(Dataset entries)
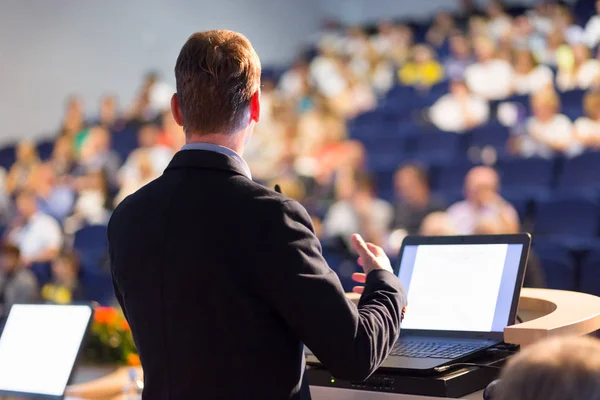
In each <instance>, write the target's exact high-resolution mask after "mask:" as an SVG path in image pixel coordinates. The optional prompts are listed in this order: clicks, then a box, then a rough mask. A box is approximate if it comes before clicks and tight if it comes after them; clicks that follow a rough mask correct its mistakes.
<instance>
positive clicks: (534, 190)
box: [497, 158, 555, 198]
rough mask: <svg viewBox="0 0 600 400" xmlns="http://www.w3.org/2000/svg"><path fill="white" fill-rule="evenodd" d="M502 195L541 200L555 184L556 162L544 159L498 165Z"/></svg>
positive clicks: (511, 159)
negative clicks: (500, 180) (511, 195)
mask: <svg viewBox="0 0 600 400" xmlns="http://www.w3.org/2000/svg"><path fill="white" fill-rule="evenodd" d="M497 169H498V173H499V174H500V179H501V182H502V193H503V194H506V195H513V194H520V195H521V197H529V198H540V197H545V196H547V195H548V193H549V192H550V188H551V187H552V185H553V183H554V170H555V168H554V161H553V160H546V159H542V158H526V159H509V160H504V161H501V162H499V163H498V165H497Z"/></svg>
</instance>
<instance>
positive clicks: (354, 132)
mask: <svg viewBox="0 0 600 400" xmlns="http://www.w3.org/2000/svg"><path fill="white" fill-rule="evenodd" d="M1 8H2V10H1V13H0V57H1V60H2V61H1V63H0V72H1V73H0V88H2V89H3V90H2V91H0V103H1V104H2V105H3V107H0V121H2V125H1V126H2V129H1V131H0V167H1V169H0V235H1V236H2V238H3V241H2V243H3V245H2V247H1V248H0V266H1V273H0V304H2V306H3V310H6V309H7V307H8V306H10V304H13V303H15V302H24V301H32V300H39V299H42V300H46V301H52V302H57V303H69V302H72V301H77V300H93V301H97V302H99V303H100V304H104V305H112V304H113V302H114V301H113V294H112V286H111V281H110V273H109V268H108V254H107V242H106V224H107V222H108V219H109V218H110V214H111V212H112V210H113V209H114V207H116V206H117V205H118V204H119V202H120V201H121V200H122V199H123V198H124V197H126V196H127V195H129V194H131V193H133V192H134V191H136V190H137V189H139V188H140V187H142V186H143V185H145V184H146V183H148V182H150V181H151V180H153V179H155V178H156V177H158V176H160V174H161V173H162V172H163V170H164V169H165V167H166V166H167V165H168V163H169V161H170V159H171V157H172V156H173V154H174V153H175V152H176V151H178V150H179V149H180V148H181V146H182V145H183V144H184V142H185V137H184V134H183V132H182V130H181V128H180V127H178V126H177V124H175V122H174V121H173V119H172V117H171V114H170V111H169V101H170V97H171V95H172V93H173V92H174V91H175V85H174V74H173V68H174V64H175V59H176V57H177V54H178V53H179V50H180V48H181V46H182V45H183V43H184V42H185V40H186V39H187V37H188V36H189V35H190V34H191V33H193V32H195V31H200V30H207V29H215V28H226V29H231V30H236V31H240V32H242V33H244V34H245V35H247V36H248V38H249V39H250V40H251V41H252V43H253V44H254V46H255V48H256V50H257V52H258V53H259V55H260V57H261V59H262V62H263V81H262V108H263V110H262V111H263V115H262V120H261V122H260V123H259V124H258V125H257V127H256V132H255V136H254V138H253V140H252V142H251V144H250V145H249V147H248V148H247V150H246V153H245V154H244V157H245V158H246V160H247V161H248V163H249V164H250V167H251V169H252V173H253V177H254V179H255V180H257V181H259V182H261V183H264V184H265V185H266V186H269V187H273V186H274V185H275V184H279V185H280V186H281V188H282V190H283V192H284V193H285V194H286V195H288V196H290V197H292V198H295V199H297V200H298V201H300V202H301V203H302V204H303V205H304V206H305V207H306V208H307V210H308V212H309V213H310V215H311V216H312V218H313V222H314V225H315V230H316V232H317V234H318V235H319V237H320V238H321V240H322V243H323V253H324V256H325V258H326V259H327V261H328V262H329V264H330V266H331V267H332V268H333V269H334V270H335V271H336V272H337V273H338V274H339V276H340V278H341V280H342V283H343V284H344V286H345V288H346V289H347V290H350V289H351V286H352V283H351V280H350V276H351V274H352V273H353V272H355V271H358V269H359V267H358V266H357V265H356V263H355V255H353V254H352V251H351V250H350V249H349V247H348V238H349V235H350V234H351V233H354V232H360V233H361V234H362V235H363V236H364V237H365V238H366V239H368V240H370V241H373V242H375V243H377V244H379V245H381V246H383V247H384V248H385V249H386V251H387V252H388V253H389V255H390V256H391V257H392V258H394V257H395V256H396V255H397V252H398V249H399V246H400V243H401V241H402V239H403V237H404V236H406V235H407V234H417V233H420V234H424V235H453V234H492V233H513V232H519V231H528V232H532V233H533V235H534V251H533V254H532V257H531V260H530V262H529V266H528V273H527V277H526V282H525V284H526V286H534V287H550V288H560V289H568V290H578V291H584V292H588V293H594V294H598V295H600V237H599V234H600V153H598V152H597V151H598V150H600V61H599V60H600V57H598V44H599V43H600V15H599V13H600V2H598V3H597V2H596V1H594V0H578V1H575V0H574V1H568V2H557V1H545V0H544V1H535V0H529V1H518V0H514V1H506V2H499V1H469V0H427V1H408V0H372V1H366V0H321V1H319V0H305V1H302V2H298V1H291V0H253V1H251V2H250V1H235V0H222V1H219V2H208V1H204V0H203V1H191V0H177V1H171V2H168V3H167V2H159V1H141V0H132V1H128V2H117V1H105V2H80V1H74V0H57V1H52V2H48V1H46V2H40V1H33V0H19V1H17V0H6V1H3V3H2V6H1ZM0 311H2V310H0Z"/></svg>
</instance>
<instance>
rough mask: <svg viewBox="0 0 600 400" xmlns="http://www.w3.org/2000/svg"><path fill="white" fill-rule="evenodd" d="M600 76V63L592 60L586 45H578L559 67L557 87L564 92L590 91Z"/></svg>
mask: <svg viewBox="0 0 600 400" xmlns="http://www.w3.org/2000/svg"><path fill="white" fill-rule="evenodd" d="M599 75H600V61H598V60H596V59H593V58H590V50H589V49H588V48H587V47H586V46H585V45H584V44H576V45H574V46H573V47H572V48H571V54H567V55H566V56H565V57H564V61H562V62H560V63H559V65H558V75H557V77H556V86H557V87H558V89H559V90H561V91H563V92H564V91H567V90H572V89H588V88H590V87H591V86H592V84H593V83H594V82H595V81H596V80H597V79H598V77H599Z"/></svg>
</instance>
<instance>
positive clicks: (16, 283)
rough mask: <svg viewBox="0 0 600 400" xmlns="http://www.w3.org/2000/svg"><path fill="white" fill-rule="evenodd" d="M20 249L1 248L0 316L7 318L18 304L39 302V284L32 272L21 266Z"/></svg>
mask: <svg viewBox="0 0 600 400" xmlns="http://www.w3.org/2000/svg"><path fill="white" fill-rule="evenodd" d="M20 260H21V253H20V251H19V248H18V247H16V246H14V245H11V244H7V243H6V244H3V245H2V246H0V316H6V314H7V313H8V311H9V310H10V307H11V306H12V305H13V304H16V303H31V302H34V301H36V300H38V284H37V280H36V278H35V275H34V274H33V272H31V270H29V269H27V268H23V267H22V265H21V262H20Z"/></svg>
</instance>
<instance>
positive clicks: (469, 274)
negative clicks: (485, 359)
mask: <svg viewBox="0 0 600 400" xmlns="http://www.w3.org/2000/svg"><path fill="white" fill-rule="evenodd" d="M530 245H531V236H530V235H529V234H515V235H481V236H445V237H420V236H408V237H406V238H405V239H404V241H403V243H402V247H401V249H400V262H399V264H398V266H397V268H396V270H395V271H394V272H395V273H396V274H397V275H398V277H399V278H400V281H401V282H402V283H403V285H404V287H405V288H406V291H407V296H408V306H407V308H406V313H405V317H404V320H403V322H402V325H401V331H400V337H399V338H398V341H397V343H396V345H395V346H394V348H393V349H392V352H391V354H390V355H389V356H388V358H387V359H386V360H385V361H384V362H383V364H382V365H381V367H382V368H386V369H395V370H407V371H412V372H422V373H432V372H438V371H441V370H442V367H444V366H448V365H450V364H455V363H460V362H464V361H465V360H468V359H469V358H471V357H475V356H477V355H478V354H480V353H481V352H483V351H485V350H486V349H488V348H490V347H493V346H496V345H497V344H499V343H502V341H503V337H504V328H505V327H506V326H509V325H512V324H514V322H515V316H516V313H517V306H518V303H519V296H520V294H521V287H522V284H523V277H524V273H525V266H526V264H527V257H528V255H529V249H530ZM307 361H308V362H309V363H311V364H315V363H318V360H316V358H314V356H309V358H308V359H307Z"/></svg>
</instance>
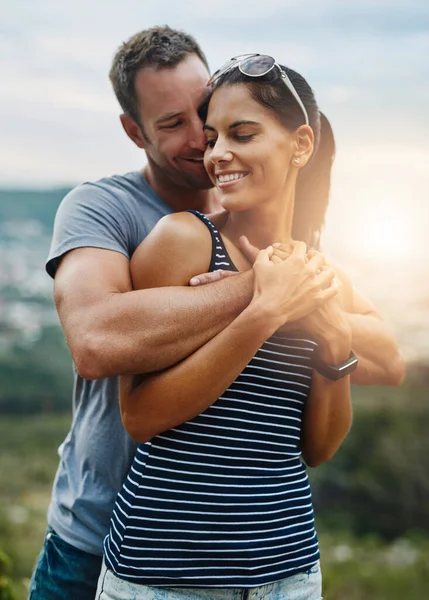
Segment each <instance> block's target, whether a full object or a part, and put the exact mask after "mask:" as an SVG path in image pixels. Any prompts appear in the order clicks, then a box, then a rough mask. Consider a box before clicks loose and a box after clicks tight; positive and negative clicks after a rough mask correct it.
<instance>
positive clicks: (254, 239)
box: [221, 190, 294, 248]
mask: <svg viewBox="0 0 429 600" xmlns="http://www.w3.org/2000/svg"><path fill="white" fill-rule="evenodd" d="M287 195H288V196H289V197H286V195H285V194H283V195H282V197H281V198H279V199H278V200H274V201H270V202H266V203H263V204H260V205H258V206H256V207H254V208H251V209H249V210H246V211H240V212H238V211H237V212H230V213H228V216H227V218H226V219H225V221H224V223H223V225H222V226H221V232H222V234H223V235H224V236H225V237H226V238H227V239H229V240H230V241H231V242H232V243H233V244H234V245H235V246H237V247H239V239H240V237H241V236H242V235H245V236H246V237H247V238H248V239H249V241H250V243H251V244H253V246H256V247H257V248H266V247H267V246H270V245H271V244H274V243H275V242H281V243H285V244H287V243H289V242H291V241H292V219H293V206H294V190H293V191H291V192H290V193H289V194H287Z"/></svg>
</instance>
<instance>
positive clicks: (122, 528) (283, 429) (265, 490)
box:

● Task brief: The images in the entries above should be left out; please reproduce exactly the lines from the first through the one containing "positive clicks: (511, 159)".

● Response to this task:
In each <instance>, write the target's exact high-resolution mask after "mask:" as an SVG path in image pixel coordinates. The optional prompts are listed in this order: clicks, then a box, then a rough mask. A box is approximate if it comes before clicks and tight if it comes after them; clicks that follow a rough mask correct its mistakes.
<instance>
positive clicks: (534, 190)
box: [497, 158, 555, 198]
rough mask: <svg viewBox="0 0 600 400" xmlns="http://www.w3.org/2000/svg"><path fill="white" fill-rule="evenodd" d="M502 195L541 200L555 184L556 162L544 159L498 165Z"/></svg>
positive clicks: (511, 159)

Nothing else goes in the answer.